## [Task instructions]
Retype everything in the records below exactly, from the line that contains "class: flower cluster ; detect_all=true" down to the line that contains "8,0 -> 980,1209", including both of those lines.

## [Provided material]
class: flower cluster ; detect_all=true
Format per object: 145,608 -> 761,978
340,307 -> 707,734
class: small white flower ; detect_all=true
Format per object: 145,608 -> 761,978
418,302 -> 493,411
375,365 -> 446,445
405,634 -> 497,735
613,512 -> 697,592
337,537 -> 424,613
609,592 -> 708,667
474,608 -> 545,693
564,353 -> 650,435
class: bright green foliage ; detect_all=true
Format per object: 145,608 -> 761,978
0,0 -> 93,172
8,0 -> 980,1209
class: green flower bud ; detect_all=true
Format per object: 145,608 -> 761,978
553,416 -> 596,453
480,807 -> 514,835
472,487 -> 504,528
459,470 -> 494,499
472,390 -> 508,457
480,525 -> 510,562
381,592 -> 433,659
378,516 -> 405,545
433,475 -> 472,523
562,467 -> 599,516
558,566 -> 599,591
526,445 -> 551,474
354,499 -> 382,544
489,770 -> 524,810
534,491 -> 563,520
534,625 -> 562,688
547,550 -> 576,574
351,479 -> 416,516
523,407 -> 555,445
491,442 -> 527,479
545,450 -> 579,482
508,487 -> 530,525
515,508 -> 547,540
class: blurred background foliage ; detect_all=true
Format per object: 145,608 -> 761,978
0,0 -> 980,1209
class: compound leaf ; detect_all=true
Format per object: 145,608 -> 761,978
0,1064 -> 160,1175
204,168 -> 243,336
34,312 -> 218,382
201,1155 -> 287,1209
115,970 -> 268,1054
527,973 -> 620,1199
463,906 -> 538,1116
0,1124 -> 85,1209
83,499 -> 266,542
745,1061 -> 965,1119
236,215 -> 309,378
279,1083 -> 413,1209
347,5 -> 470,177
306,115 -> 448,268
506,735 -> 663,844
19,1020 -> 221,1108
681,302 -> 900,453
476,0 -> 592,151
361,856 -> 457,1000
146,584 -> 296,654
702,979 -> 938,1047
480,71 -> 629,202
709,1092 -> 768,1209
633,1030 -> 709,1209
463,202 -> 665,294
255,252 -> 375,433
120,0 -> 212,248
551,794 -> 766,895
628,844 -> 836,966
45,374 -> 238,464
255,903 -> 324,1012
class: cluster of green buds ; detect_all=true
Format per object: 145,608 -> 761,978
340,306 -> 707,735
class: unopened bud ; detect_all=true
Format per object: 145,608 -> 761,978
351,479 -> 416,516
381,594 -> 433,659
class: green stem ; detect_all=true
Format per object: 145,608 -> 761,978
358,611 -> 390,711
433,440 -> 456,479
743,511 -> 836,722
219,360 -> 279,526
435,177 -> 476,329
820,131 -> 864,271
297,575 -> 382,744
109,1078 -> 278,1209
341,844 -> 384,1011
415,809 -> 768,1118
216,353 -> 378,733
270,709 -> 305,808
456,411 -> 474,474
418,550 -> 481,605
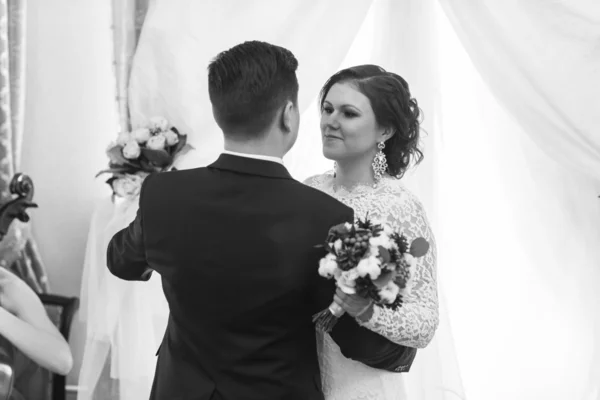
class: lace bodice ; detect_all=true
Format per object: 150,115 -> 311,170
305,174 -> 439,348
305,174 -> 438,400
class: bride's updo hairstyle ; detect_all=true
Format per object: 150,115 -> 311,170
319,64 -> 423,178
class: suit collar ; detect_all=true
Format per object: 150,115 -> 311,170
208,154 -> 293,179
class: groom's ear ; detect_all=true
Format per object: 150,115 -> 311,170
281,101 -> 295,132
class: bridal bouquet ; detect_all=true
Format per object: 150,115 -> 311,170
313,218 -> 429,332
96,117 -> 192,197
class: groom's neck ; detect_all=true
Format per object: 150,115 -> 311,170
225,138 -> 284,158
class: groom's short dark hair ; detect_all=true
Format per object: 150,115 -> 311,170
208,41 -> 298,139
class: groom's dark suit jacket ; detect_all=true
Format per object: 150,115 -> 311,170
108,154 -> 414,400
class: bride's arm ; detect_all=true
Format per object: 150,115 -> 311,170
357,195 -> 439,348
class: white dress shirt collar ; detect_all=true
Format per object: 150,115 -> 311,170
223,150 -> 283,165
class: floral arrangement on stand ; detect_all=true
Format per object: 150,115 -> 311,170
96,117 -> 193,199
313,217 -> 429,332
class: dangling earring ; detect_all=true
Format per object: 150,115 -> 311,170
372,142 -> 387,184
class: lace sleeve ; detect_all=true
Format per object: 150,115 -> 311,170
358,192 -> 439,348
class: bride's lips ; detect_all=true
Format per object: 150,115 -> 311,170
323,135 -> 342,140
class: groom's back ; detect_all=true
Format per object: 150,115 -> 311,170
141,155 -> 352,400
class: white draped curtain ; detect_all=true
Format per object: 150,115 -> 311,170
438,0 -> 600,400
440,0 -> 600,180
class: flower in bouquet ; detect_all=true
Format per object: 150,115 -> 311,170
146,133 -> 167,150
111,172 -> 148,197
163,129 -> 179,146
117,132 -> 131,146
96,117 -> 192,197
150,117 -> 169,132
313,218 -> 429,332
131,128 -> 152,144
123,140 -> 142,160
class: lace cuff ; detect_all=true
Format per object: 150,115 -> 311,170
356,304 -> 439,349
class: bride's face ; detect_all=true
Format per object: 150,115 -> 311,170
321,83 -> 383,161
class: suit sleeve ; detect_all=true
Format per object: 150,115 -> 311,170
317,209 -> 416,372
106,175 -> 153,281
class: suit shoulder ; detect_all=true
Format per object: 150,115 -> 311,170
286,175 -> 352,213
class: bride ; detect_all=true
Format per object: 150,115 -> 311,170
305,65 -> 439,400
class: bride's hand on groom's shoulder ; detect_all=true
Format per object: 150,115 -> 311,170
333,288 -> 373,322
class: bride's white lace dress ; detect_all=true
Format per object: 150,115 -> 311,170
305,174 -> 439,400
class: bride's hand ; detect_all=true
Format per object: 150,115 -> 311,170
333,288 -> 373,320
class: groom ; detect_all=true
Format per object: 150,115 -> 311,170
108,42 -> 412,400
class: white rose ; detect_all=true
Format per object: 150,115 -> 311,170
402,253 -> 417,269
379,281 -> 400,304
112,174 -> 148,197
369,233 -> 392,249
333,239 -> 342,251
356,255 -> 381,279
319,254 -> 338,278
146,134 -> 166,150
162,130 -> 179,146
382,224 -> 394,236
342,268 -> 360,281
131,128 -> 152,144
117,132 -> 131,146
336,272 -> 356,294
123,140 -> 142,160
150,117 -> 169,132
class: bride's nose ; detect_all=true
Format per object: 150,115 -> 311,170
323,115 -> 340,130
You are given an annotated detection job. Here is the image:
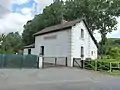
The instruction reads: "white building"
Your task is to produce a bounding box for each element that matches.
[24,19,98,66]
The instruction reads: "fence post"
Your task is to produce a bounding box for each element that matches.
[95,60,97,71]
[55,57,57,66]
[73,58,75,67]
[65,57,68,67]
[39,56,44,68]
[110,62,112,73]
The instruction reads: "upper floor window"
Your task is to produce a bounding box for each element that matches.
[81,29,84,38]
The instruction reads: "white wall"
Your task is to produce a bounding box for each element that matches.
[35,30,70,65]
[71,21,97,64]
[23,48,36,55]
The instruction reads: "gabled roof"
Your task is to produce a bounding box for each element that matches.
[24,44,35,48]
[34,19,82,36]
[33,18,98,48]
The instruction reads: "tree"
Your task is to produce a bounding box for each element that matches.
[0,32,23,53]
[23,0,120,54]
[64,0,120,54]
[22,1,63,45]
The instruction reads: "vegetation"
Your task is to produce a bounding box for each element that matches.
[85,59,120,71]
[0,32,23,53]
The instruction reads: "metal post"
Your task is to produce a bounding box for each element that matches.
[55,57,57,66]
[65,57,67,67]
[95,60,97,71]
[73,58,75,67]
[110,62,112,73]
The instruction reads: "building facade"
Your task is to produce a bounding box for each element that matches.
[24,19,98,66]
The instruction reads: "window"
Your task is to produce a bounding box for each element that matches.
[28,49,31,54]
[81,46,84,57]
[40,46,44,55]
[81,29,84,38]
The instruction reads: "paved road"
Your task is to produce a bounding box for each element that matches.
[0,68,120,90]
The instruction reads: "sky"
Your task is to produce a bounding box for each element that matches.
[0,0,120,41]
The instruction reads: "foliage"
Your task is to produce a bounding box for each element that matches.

==

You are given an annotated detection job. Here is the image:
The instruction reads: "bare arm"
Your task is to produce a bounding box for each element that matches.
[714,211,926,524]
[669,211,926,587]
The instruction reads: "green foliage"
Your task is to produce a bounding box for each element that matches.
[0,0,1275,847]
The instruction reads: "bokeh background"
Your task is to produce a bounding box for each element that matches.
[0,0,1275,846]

* * *

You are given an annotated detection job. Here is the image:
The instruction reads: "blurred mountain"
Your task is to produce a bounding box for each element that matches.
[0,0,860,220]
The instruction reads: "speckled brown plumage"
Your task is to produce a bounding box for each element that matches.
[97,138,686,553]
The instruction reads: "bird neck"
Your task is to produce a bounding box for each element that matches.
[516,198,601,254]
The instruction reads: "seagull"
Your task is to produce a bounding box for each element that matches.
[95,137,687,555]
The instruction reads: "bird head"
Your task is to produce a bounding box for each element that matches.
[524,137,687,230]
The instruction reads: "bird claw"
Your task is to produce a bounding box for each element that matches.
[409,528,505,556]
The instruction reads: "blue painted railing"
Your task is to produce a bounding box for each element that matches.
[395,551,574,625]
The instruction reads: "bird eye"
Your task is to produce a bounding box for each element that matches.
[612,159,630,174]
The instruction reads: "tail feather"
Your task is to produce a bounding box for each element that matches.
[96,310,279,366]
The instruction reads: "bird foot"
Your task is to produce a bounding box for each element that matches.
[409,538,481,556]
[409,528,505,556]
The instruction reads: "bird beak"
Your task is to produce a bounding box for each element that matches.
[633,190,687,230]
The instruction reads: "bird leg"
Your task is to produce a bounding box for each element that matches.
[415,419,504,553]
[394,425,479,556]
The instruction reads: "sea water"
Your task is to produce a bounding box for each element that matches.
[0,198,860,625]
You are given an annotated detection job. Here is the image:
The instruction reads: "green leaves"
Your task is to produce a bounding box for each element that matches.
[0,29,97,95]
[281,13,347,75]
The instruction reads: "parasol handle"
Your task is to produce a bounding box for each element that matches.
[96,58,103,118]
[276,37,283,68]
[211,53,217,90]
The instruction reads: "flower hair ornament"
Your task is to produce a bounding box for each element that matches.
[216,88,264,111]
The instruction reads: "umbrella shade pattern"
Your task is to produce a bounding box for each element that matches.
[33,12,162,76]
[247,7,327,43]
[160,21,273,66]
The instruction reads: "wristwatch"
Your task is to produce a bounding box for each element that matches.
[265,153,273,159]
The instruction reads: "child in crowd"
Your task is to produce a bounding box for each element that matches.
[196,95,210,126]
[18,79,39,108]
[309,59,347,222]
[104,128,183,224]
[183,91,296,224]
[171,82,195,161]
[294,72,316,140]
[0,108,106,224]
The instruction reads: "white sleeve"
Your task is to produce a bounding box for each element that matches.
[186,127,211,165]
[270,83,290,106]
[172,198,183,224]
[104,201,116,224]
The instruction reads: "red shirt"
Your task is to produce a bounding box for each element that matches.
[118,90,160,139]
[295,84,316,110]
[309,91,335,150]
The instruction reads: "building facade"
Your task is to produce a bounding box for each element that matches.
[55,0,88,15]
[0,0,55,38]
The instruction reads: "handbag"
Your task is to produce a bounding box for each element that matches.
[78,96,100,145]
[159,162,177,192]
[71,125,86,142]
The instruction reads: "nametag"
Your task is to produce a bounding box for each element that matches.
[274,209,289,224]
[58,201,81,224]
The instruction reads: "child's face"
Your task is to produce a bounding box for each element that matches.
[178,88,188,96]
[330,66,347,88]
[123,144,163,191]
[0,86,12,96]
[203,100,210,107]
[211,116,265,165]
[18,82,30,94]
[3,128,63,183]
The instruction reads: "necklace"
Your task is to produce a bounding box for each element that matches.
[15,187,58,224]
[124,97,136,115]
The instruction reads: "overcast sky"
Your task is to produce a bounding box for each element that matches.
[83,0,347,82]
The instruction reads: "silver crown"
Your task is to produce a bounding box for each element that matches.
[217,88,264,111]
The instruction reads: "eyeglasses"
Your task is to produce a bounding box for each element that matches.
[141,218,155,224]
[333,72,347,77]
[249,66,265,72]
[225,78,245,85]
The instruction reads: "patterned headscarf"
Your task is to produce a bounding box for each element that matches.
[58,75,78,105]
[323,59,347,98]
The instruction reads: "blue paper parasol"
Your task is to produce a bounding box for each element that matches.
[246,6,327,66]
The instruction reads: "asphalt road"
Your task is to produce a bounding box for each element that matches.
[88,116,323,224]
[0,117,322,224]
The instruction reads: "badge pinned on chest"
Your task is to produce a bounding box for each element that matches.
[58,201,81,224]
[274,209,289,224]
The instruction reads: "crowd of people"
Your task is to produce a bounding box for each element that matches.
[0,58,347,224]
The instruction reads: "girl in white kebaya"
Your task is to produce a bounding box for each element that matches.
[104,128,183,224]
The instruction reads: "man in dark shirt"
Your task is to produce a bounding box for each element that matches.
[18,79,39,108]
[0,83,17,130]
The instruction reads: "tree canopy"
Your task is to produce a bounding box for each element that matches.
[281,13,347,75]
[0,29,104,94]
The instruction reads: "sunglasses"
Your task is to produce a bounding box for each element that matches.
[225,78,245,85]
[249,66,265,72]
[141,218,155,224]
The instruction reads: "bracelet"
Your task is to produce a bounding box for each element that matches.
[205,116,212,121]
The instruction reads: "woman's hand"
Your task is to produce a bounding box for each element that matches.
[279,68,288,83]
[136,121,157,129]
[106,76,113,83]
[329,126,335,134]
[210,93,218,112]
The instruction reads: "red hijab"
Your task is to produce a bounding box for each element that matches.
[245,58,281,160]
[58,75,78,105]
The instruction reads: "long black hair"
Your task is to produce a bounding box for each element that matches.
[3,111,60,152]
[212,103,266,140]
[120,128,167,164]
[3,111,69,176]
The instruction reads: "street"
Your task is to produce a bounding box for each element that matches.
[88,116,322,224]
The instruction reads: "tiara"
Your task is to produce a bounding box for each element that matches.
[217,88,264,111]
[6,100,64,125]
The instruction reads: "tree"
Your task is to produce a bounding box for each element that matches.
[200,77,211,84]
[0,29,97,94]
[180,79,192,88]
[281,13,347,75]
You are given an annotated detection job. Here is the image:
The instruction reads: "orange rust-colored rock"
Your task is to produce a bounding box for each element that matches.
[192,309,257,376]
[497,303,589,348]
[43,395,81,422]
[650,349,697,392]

## [Output]
class: flower cluster ; detect_all=true
Format per object: 145,608 -> 761,978
340,307 -> 707,734
class: small white flower ; detect_all=true
Format per object: 145,608 -> 761,978
418,302 -> 493,411
375,365 -> 446,445
405,634 -> 497,735
613,512 -> 697,592
337,537 -> 424,613
609,592 -> 708,667
474,608 -> 545,693
564,353 -> 650,435
class: bright green foliage ; detect_all=true
Format per object: 145,608 -> 761,978
0,0 -> 93,172
8,0 -> 980,1209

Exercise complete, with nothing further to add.